Like so many other human beings drawn to the highest peak in the world, I have always been obsessed by Mt. Everest. Perhaps it was because I began life just shy of the first American (James Whittaker), aided (more than was given credit for aiding--as Sherpas have been since the beginning--and continue to be) by Sherpa Nawang Gombu, reaching the summit of the world. The year was 1963; the month was May (my birth month). I was only seven years old, yet, somehow, the news of this feat reached me at Sacred Heart School. Posters of the mountain tops of Tibet, photos culled from old "National Geographics", images of rugged humans with blistering faces and alien eye-goggles, burned into my brain. (It was both terrifying and exhilarating--much as the stories of the mountain continue to be.)
Years later, I learned that in 1953, New Zealander Edmund Hillary and Sherpa Tenzing Norgay had made the initial successful ascent. My respect for New Zealand, as well as Nepal, grew respectively. I followed both successful and disastrous climbs, through books, periodicals and newsreports. I viewed maps of alternate routes up the mountain, from different sides and different countries. Always, Everest stopped me in its shadow.
The flapping of Tibetan prayer flags and the sight of hand-made altars (which adorn the base camps) make my throat clutch. I understand the magnitude of that place. I understand, somehow, the animation and god-force present on that mountain. I guess that is why I've never understood the demeaning role the amazing Sherpas have been relegated to in the history books of Everest. It is so clear: if not for their generosity, bravery and knowledge, no people (outside their own tribes) would have ever reached the summit. Not all the techie gear in the world can insure that "prize". It is the Sherpas' mystical connection with the landscape which allows them access--something that has always been shiningly clear to me, even as I see accounts of the mountain from thousands of miles away.

————————

SET OF TASKS:
[1] List every person the Everest essay names.
[2] In the Everest essay, at what school was the writer when news of the 1963 ascent arrived?
[3] Pick up the essay about Mt. Everest after its final sentence and carry it forward.
The data has no connection to the Everest essay.

————————

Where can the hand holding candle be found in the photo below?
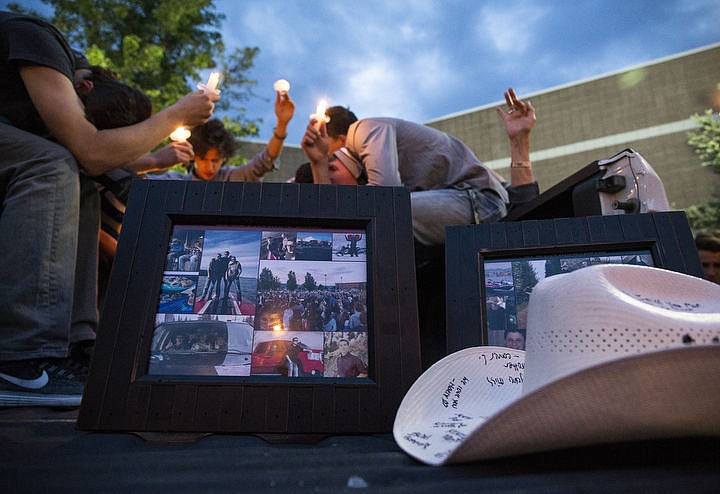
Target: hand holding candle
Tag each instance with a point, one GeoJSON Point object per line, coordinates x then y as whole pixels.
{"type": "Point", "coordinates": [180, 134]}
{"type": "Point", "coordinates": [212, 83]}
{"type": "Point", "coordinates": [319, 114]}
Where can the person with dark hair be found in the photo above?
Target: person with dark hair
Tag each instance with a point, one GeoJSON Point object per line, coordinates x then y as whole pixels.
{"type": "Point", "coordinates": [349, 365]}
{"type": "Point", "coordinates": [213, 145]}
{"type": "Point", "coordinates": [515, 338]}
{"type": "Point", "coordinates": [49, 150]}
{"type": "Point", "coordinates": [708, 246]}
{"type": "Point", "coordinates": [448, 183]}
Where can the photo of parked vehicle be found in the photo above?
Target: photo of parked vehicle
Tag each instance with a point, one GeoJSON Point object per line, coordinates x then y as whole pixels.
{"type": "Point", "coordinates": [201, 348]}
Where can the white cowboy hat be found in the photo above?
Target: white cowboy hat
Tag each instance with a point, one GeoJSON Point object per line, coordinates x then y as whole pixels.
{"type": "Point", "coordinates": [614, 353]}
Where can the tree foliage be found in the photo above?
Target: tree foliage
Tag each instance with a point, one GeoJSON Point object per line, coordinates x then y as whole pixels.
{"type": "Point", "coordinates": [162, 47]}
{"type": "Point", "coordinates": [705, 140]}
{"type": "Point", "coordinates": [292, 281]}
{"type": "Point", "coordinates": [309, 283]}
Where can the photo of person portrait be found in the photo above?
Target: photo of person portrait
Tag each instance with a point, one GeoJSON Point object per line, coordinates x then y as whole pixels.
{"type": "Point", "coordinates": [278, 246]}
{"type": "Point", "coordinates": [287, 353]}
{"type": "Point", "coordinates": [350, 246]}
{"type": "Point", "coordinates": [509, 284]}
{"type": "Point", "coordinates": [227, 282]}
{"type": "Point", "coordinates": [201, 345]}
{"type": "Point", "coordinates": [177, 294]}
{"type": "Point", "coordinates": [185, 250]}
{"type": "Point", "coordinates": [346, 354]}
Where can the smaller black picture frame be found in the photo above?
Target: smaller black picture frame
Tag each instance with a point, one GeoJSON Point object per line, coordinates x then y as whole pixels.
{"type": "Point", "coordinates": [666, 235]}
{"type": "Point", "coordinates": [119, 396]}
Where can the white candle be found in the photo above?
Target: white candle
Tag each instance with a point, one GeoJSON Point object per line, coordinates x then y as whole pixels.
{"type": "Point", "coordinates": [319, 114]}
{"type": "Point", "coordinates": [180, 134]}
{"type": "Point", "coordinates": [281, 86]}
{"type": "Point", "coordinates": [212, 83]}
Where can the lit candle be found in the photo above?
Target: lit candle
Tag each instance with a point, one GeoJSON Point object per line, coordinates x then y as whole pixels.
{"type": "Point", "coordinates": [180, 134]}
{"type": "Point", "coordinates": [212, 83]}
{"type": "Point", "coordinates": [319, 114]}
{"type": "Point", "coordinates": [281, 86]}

————————

FINAL RESULTS:
[1] James Whittaker, Nawang Gombu, Edmund Hillary, Tenzing Norgay

[2] Sacred Heart School

[3]
The mountain is not simply a pile of frozen ice or strewn rubble. The mountain is alive. It carries God. (Perhaps, it IS God, in a disguise Westerners cannot see through?) Sometimes, though, like the Old Testament "Father", it, too, wreaks vengeance--something Westerners should recognize.
Given these facts, it was with utter horror that I saw the latest "National Geographic" article about the mountain. In the June issue, Mark Jenkins wrote about what it might take to "repair Everest".
REPAIR? The word implies that something on the top of the world has gone horribly wrong...wrong in a human-made way. "Repair" implies that what once worked is now broken. (How can a mountain be broken? WHO can break a mountain? Why would anyone want to engage in such an atrocity?)
Jenkins goes on to report the absolute desecration of the routes to the summit: litter, human feces-- left where they dropped, old gear, torn tent remnants abandoned on the sides of the mountain, broken lines, hardware rusting in the howling winds, weathered clothing, boots, broken goggles, and finally, the biggest shocker: the dead.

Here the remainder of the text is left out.